ФРАГМЕНТ ТЕКСТА>
╭──

Мы можем интересоваться подобными вещами в свободное время, но в палате нам нет до этого дела, потому что любая грандиозная теория разума и сознания рассыпается, когда сталкивается с холодными, неумолимыми фактами конкретного случая. Вместо теорий нам нужна голая клиническая правда: что не так с мозгом этого человека? Можем ли мы вернуть его в нормальное состояние или хотя бы его подобие? Можем ли мы хотя бы направить его на верный путь? Когда мы этого сделать не можем, этот вопрос приобретает мрачный оттенок: как я проведу пациента и его родных через все это, вплоть до деменции или смерти? Потому что эта работа не заканчивается на постановке диагноза.
Раз в неделю мы отправляемся в лабораторию невропатологии, где ординаторы занимают одно из восьми мест у учебного микроскопа, наблюдая за тем, как заведующий отделением невропатологии изучает гистологию и морфологию полученных с помощью биопсии образцов тканей опухолей пациентов. Эти окрашенные образцы тканей служат доказательствами. Присяжные могут принять любое решение. Элиот обычно бросает на меня многозначительный взгляд, когда плохие новости кажутся неизбежными. Тогда я понимаю, что он думает о Максе фон Сюдове в фильме «Седьмая печать».
Мы все придумываем различные понятия, чтобы успокоить себя, и врем, чтобы себя защитить.
Элиот называет это техникой дистанцирования. Его подход в этом плане по большей части кинематографический.
— Мы только что говорили со Смертью, — говорит он пациенту, — и Смерть сказала нам, что ваше время пришло.
Смертью Элиот называет заведующего отдела невропатологии. То, что мы слышим от Смерти в лаборатории, может показаться непонятным для человека с улицы, но не для нас.
— Обратите внимание, какая это плотная клеточная опухоль, — говорит нараспев заведующий. — Она демонстрирует плеоморфизм ядер, то есть ядра разных размеров и форм, а еще митозы, очень многочисленные, и утолщенные кровеносные сосуды с выраженными эндотелиальными клетками.
Заведующий — утонченный и культурный человек, потомок европейских королевских особ, не догадывающийся о том, что Элиот отдал ему роль в фильме Бергмана. Он произносит свои реплики в отстраненной и поучительной манере.
— Мы не обнаружили некроза, но опухоль уже отвечает критериям глиобластомы. Видно огромное скопление, нагромождение клеток — очень серьезная проблема. Митозы делятся на первый, второй, третий и четвертый классы, и четвертый класс, самый скверный, подразумевает наличие митозов и клеточной пролиферации, что мы и имеем в данном случае.

╰──

ЧТО ТРЕБУЕТСЯ>
**1)** Как Элиот во фрагменте называет заведующего отделением невропатологии?
**2)** Перепишите из фрагмента без изменений часть, которая открывается словами «Мы все придумываем» и завершается словами «не для нас.».
Отвечайте, опираясь только на этот фрагмент.

ИСХОДНЫЕ ДАННЫЕ>
╭──

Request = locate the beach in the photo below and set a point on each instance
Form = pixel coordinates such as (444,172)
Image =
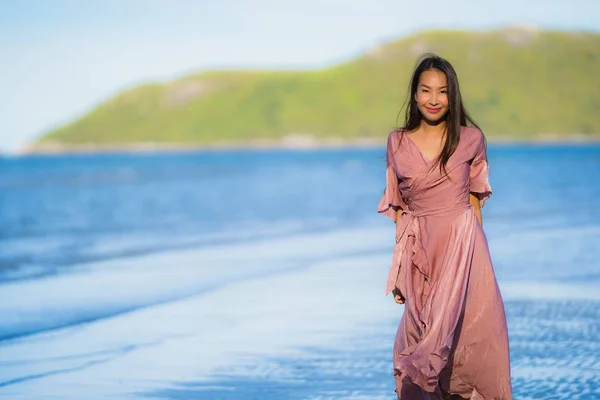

╰──

ОЖИДАЕМЫЕ РЕЗУЛЬТАТЫ>
**1)** Элиот называет его Смертью.

**2)**
Мы все придумываем различные понятия, чтобы успокоить себя, и врем, чтобы себя защитить.
Элиот называет это техникой дистанцирования. Его подход в этом плане по большей части кинематографический.
— Мы только что говорили со Смертью, — говорит он пациенту, — и Смерть сказала нам, что ваше время пришло.
Смертью Элиот называет заведующего отдела невропатологии. То, что мы слышим от Смерти в лаборатории, может показаться непонятным для человека с улицы, но не для нас.